• EXERCISE: According to the page text, how long does it now take to get to the station by bike?

• PAGE TEXT:
○ ○ ○
Anyone who has been to this site would know that I managed to start my own garden. It was only small, watered entirely with greywater from my showers, and it produced (is still producing) lots of booty. [disclosure: It did get watered occasionally on town water via a drip system that was turned on sometimes on watering days, but that only reached a couple of spots and the garden certainly did not rely on it.]
In doing this I did not use even close to all my shower-water, or even a quarter of it. I shower for less time than the save-water timers, however I guess my shower-head is probably putting out easily 15-20L/minute. What I am trying to say is that I could have watered a lot more veggies than what I did.

My resolve to do things that I believe in, like gardening, has recently extended to bike-riding. The station that previously I could walk to in 20 minutes is now a 5 minute bike-ride away. This also increases what I can take with me on a journey cos I have a fabulous bike-basket on the back. The other day I also connected lights which means I can ride home in the dark, this makes it a little safer for me to catch the train home late at night. I feel much safer speeding away from the station on my bike than walking away weighed down by stuff.
I’ve also found that church is within riding distance, as are some family member’s houses and many many shops. This is not only making me healthier but cutting down on my car use which not only saves money, but the earth.

Talking about saving the earth, I went to the Sustainable Living Festival (highly recommended), and Cecilia told me that to have a worm-farm is to save the world. After a little bit of thought I totally agree (although obviously not as the only thing one does). Worm farms can be made by anyone, anywhere – even if all one has is a balcony – and thus those in the suburbs have no excuse. However wormfarm costs seem to be generally in excess of $100 (after a quick google), the solution to this is to make your own. Most DIY worm-farms recommend using polystyrene, but I just can’t condone that, so I found one that also recycles old stuff. Now cynics (like young Joanne) claim that worm farms are so hard to maintain that even my Mum (aka gardensuperwoman) killed worms in her younger days, but she had younger kids in those days and rather than persevere she gave up. Cecilia says that everyone kills their worms every now and then, apparently they all die once they hit 30*C. Some tips for preventing that are to keep them in the shade on those killer hot days, and also to put a wet towel over the contraption. So, given the fragile vitality of a worm, my solution to not having to go out and buy worms everytime the weather hits 35*C in Melbourne (lots – here is a few tips on how to survive those days), is that people can share (a novel concept I know)! Worms take about 6 weeks to get to full capacity, so after that one can give half ones worms to someone who has lost theirs for whatever reason.
Related to worm-farms is composting. I recently made my mother’s sister a compost bin (a cardboard box weighed down with bricks after the first one blew away – whoops). I also wrote her up a list of what can and can’t go into the compost (for a good website – check this out). However I would say the basic rule is any raw chopped up veggies (bar onions – which apparently kill worms, or so I’ve heard… can anyone confirm or deny this?). Joanne and I disagree on a lot of compost points – I chop things up so they break down easier, Joanne doesn’t bother; I put seeds in (so they GROW without me doing anything), Joanne does not (she says they make stuff grow in the compost).
○ ○ ○
Excerpts from location labeling data
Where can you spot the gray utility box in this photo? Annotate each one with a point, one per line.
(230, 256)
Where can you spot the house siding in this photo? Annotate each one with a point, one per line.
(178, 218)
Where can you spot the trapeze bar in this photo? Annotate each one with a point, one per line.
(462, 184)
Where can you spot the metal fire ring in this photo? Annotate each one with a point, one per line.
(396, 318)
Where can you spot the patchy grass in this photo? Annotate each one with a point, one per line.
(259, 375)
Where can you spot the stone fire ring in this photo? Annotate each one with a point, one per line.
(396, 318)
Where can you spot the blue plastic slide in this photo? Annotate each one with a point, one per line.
○ ○ ○
• REPLY: About 5 minutes.